*** Opening Document text ***

Growing with organics is a great way to get started growing Cannabis indoors or outdoors. If you have ever heard the expression “ Don’t panic...it's organic “ then you know its origin goes back a long time. Below explains beneficial bacteria and fungi, their relationship with Cannabis plants and how they survive in the soil food web, how to avoid bad bacteria and our top tips.
Mother Nature’s Helpers
Microscopic microorganisms can be found in soil cultures that have coexisted with the Earth for thousands of years. Like anything in life, there are good and bad versions, however the ones who work side by side with Cannabis plants are called aerobic bacteria.
The way that aerobic bacteria form a relationship with the roots of a plant is quite fascinating. By attaching themselves directly to the root hairs and treat the rhizosphere as its host. Once the two are connected in a symbiotic fashion, then the beneficial microorganisms will feed the plants and defend against threats from pathogens and other bacteria or fungi.
The helpful type is known as aerobic and that is because they use oxygen to multiply and thrive. On the other hand, harmful bacteria that will infect a healthy Cannabis plant’s root zone is known as anaerobic. As the name suggests, this type does not need oxygen and prefer a low oxygen, acidic environment such as a swamp or stagnant pool.
What Are The Signs of Bad Bacteria?
The way to promote anaerobic bacteria is to use a water source that does not have a supply of oxygen keeping it fresh and clean. Nutrient solution that has been left to sit for long periods of time will develop a Sulfur, egg smell that is unpleasant a sign something bad is happening.

*** Closing Document text ***
*** Opening Data extract ***

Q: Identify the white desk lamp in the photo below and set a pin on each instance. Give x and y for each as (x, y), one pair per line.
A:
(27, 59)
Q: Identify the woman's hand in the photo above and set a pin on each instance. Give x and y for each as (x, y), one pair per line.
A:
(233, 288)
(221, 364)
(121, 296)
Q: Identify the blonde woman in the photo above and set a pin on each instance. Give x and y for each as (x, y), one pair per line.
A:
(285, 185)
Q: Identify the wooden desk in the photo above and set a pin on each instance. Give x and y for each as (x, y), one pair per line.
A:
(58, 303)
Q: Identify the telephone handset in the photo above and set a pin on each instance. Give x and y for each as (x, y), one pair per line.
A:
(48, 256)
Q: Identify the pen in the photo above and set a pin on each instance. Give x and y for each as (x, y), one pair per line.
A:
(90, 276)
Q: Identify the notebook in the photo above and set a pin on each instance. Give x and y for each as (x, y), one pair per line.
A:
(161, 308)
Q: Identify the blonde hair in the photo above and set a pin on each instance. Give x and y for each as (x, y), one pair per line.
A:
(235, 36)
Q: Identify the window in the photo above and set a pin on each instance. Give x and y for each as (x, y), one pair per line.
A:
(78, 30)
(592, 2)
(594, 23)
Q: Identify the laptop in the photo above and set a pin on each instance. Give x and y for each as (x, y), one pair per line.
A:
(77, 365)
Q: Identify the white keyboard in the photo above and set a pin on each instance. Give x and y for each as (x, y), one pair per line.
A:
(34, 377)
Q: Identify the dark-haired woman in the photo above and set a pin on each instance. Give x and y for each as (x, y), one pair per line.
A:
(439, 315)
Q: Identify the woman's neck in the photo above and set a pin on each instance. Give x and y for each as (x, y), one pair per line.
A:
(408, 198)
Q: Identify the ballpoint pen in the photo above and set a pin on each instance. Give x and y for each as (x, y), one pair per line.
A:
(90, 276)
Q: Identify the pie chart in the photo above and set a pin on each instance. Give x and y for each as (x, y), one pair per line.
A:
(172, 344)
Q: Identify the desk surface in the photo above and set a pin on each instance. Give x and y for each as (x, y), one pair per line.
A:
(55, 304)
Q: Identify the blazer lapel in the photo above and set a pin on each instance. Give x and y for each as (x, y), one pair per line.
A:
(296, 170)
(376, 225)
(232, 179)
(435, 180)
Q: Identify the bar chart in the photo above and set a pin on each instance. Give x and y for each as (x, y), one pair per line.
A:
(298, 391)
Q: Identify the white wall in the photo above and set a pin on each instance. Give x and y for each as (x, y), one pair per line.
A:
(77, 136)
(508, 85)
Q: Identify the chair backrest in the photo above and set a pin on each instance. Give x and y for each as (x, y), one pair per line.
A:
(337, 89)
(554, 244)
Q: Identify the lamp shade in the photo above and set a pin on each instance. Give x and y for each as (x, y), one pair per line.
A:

*** Closing Data extract ***

#### Exercise objective
Answer these questions from the text on growing Cannabis with organics:
(a) What are the microorganisms that work side by side with Cannabis plants called?
(b) What do the helpful bacteria use to multiply and thrive?
(c) What smell develops in nutrient solution that has been left to sit for long periods of time?

#### Exercise result
(a) Aerobic bacteria
(b) Oxygen
(c) A sulfur, egg smell